What you need to do: Convert the data from the line containing "the wooden console" through the line containing "<point>235,302</point>", both included, into a JSON list of strings with one string per line. Leave out blank lines and pictures.
--- start of Data for processing ---
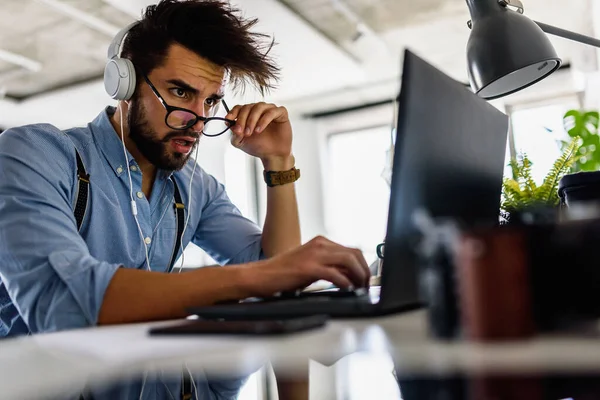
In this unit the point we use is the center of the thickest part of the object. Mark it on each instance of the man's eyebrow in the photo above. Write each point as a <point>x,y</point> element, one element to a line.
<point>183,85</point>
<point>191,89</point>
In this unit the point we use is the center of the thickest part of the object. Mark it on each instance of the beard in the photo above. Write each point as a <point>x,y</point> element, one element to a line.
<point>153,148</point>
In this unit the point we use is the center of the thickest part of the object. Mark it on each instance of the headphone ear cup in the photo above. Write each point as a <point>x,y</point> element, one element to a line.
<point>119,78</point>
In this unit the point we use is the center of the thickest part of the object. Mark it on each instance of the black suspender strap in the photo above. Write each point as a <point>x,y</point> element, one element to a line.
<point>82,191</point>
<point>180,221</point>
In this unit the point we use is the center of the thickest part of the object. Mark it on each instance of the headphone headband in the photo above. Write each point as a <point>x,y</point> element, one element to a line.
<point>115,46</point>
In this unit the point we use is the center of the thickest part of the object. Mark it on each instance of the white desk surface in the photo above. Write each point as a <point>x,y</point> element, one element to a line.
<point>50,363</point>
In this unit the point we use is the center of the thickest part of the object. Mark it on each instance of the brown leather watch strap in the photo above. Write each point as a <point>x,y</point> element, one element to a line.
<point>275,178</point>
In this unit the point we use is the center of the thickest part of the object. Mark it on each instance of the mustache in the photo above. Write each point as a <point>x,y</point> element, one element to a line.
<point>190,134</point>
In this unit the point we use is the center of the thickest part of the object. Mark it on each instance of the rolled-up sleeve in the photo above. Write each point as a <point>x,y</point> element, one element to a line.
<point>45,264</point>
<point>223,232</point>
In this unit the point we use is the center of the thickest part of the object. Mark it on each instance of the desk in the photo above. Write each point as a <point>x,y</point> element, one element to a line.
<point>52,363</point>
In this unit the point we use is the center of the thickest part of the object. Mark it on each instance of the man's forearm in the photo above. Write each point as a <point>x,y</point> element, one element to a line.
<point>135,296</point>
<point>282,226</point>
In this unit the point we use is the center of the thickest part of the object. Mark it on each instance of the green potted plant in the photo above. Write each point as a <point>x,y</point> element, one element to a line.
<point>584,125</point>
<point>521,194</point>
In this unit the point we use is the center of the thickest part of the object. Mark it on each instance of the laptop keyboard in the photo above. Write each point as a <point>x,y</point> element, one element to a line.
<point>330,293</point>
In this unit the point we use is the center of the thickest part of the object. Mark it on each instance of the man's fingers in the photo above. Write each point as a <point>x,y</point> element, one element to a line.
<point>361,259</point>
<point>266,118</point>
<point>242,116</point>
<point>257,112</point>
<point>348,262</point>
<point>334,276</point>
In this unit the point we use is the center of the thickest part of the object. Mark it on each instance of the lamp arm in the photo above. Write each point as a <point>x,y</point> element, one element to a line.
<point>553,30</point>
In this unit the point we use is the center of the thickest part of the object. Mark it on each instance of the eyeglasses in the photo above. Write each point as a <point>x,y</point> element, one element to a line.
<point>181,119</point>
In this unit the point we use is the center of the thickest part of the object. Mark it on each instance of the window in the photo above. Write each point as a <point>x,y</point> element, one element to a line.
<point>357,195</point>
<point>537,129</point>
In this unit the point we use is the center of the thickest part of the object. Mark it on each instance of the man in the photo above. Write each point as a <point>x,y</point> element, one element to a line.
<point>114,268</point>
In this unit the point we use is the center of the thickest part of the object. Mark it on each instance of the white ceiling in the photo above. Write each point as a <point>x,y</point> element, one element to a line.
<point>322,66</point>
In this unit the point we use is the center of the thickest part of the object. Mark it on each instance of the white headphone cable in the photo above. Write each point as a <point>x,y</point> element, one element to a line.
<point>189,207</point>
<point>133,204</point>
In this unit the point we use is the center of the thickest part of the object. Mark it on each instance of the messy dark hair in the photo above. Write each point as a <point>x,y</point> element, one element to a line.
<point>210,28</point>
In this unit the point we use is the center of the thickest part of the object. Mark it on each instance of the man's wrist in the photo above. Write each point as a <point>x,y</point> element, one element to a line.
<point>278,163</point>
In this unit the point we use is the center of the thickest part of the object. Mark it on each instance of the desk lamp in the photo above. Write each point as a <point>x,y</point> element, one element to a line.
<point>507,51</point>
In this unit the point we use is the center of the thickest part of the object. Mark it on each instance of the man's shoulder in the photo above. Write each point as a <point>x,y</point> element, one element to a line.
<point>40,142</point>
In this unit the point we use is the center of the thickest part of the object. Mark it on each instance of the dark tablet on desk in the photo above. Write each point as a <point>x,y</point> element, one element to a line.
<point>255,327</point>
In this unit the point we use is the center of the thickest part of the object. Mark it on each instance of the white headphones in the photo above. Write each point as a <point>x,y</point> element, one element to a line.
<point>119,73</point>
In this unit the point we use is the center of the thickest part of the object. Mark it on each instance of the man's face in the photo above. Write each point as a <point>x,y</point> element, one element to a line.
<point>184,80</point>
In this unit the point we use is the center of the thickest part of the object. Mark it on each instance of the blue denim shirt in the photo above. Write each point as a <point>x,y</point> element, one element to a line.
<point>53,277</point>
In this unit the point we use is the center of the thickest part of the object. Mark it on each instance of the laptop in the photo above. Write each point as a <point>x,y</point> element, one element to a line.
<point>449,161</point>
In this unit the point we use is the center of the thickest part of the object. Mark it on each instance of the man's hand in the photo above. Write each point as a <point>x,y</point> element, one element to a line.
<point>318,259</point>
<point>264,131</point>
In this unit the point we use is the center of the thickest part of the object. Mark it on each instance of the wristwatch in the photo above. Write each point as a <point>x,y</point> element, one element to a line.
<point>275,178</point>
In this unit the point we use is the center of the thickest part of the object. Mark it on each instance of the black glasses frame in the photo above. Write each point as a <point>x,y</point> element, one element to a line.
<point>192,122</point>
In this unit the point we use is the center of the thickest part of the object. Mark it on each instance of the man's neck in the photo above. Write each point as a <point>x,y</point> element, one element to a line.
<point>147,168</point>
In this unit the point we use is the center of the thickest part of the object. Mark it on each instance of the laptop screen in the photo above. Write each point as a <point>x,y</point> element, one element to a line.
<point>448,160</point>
--- end of Data for processing ---
--- start of Data for processing ---
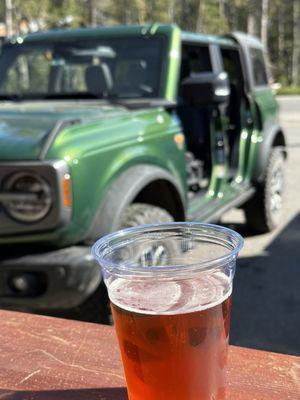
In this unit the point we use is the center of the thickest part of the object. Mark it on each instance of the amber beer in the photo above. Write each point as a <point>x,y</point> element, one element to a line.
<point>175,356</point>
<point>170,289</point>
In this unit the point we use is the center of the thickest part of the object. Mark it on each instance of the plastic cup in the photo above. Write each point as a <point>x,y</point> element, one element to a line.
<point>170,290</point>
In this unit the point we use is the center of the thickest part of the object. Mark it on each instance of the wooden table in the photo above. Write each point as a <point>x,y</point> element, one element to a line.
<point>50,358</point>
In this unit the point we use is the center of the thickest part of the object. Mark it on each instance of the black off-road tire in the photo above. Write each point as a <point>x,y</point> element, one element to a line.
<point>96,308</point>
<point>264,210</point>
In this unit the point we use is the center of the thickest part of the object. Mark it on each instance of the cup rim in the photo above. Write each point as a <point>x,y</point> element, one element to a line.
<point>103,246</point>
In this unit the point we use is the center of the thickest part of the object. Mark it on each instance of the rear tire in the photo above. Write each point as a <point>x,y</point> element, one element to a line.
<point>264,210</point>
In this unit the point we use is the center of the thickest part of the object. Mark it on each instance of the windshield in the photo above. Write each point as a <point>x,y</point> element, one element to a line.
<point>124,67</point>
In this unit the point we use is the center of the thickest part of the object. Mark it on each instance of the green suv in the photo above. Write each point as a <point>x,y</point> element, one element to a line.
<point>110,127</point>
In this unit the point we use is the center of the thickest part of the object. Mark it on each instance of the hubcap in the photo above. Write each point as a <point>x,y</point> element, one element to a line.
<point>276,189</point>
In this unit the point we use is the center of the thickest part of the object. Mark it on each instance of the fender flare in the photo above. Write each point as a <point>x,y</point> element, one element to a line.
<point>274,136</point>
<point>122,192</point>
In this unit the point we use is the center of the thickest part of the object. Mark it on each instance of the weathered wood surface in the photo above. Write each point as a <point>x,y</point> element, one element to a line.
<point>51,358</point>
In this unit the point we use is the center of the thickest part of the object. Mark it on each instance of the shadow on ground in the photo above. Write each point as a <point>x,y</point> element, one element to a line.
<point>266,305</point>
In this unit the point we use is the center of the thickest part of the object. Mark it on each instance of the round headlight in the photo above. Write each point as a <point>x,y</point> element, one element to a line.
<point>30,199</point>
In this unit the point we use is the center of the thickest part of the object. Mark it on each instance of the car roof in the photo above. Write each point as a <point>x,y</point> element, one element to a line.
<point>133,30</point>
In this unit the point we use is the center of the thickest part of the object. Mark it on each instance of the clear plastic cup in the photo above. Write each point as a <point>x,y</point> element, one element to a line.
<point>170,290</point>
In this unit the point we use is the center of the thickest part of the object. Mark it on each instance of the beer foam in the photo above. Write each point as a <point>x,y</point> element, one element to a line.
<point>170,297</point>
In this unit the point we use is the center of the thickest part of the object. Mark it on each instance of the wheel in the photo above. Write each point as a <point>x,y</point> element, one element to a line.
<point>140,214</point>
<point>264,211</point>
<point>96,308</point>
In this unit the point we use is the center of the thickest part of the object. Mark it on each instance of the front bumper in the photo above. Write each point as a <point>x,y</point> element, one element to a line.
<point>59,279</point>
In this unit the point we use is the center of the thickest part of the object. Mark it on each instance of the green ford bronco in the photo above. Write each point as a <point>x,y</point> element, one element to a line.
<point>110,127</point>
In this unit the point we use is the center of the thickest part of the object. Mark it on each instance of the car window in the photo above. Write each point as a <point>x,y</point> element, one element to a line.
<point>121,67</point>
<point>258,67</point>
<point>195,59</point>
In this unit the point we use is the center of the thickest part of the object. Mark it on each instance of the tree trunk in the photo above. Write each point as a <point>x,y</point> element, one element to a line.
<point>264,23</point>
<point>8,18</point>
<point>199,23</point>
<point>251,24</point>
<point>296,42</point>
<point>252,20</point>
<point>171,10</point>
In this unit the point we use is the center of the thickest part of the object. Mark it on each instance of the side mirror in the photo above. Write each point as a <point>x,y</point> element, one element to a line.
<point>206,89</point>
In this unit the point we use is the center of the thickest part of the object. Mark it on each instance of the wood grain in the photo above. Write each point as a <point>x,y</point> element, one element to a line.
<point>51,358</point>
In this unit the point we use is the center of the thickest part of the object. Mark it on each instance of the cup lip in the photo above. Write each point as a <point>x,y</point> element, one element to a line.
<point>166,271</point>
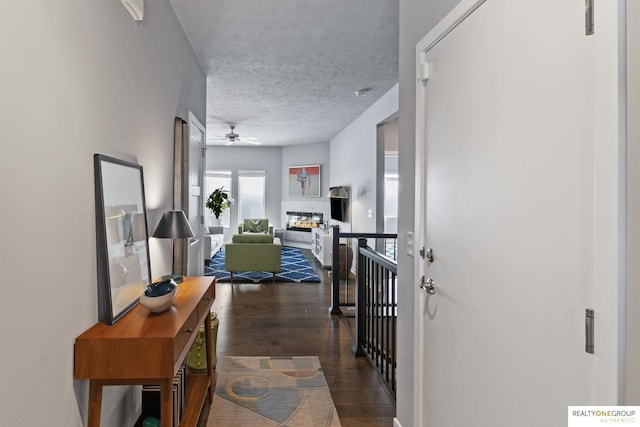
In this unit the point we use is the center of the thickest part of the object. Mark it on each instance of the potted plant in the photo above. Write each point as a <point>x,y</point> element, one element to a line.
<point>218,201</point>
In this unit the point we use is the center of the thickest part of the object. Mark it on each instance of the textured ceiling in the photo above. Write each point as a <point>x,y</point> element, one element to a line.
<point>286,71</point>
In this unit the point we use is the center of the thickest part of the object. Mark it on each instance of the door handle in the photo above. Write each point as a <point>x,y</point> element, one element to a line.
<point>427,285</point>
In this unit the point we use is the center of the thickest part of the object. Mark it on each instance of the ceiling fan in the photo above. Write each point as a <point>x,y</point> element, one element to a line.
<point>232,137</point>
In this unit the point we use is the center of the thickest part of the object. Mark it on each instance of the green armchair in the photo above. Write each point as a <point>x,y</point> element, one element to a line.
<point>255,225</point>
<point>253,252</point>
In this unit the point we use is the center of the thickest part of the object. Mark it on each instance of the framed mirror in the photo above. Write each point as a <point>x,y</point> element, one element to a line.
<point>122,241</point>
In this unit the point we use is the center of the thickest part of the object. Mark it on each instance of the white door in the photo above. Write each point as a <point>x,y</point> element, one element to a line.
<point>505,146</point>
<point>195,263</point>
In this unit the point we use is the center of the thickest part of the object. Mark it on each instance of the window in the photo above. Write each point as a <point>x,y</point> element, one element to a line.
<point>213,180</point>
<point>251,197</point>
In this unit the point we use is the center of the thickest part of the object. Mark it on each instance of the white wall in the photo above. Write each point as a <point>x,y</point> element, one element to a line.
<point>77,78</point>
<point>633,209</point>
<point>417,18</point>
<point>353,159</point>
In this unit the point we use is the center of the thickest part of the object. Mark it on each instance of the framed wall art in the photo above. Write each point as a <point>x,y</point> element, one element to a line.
--- end of Data for processing ---
--- start of Data for processing ---
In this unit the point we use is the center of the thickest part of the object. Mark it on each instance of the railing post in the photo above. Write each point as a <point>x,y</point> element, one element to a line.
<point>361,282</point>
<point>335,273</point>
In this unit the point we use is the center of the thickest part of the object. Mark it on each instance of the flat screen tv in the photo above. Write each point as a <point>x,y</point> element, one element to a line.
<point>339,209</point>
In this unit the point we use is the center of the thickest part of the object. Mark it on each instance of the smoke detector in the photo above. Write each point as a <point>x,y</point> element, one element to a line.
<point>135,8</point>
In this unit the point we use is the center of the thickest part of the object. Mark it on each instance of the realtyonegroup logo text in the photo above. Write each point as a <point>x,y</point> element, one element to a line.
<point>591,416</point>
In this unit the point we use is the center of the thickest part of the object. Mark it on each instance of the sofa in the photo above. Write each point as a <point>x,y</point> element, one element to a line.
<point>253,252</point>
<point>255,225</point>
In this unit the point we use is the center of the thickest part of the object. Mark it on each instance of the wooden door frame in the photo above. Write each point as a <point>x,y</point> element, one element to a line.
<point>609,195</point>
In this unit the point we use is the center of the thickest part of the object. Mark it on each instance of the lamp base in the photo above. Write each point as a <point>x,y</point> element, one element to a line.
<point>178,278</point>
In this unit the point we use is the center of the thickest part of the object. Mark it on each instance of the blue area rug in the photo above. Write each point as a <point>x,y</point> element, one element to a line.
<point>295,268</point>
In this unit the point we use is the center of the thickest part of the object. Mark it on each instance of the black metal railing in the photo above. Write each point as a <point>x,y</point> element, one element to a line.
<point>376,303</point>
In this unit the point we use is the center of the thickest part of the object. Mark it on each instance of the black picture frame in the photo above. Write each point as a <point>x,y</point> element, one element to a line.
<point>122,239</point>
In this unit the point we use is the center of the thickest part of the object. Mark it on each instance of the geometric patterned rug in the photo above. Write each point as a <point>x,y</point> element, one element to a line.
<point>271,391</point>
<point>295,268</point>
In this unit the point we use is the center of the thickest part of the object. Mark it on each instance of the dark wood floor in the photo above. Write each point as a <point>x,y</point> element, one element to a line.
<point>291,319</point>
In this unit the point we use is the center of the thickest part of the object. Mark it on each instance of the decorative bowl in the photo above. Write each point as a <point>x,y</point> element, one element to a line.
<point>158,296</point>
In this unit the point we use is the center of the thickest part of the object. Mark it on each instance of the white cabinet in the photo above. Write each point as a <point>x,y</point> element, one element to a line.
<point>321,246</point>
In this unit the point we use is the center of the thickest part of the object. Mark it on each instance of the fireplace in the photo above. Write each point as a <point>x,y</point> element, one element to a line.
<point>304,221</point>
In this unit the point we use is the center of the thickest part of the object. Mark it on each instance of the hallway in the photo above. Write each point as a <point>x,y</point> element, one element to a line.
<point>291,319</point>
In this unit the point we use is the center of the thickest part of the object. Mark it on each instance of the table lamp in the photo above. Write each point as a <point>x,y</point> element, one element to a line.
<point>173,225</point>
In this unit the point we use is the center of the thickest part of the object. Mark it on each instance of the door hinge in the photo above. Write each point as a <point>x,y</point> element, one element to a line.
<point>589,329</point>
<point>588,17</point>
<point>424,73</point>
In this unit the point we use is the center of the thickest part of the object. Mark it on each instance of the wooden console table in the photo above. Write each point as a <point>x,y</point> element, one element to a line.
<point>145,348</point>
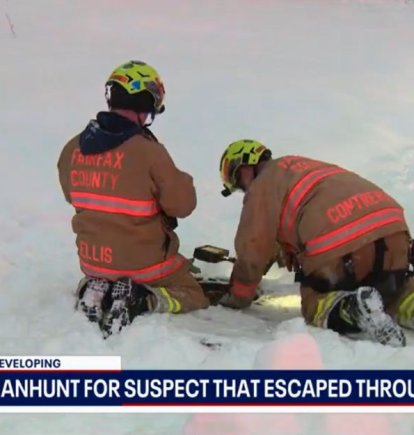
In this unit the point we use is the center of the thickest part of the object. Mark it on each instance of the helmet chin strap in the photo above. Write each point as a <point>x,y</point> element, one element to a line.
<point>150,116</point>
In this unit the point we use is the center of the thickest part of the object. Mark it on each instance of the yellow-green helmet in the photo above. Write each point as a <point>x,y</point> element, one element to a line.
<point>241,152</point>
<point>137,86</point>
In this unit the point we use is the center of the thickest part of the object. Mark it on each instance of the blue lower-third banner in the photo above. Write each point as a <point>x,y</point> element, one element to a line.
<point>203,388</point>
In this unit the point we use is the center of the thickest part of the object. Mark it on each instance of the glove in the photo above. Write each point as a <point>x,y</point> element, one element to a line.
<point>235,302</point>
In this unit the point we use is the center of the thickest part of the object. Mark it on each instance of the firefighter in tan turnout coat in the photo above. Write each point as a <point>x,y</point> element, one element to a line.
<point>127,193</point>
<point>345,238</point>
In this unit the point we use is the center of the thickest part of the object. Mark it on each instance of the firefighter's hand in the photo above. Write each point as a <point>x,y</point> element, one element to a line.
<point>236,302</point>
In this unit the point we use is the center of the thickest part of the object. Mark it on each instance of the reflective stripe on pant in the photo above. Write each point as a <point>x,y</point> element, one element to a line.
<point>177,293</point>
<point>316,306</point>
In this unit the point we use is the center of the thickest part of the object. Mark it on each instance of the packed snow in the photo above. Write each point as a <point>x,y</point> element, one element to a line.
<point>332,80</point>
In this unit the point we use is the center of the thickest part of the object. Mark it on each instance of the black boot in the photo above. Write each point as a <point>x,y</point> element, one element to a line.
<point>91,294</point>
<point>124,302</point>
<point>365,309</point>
--- end of Data for processing ---
Final answer:
[
  "In this unit the point we use is the center of the thickest part of the object. Mark it on each instance of the wooden console table in the photo above. Write each point as a <point>x,y</point> element, one element to a line.",
  "<point>145,348</point>",
  "In this unit the point we use is the center of the thickest part of the object. Mark it on each instance of the helmet chin strap in the photo above. Write each point as a <point>x,y</point> element, one element to a line.",
  "<point>150,116</point>",
  "In this unit the point we use is the center of the thickest part of the object. Mark it on each instance of the yellow-green helmet in the photo above. Write each point as a <point>x,y</point> element, one element to a line.",
  "<point>241,152</point>",
  "<point>137,86</point>",
  "In this unit the point we use is the center of the thickest part of the object. Mark it on each instance of the blue lower-third banner in the photo above. Write each point as a <point>x,y</point> element, one element to a line.",
  "<point>203,388</point>",
  "In this unit the point we use is the center of the thickest part of the object. Mark it on each instance of the glove in the photo above. Write each point as a <point>x,y</point> element, one element to a line.",
  "<point>235,302</point>"
]